= Instruções da tarefa =
Responda com base no texto sobre os ministros e a maconha:
(a) Qual pasta Gilberto Gil chefia?
(b) Até que idade ele contou ter fumado maconha?
(c) Há pelo menos quantos anos ele largou o vício?

= Texto selecionado =

..............................

Os ministros e a maconha

O combate à droga é algo mais delicado e grave do que supõem Gil e Humberto Costa em suas declarações levianas. A ligeireza com que o ministro da Cultura, Gilberto Gil, contou publicamente ter fumado maconha até os 50 anos de idade e ainda defendeu que o consumo de drogas deixe de ser crime é mais uma demonstração de como ele (e, de resto, outros colegas de primeiro escalão) não tem idéia das obrigações que tem como homem de Estado. Se sua intenção verdadeira era apenas transferir a discussão do problema da órbita policial para a sanitária, e não fazer a apologia do consumo de entorpecentes, Sua Excelência lhe teria sido mais fiel se evitasse o discurso dúbio no qual não ficaram claros os motivos pelos quais largou o vício há pelo menos 12 anos.

..............................

= Dados para análise =
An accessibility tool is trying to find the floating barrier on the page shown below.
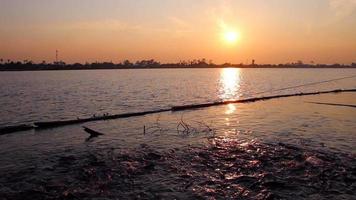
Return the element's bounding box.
[171,89,356,112]
[0,89,356,135]
[0,124,35,135]
[34,109,171,129]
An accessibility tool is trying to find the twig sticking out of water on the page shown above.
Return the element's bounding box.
[177,115,215,135]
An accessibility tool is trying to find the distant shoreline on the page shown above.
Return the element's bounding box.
[0,65,356,72]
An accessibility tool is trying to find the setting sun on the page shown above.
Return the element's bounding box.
[224,31,240,44]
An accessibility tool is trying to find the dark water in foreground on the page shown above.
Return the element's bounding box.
[0,94,356,199]
[0,69,356,126]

..............................

= Resposta =
(a) O Ministério da Cultura.
(b) Até os 50 anos de idade.
(c) Há pelo menos 12 anos.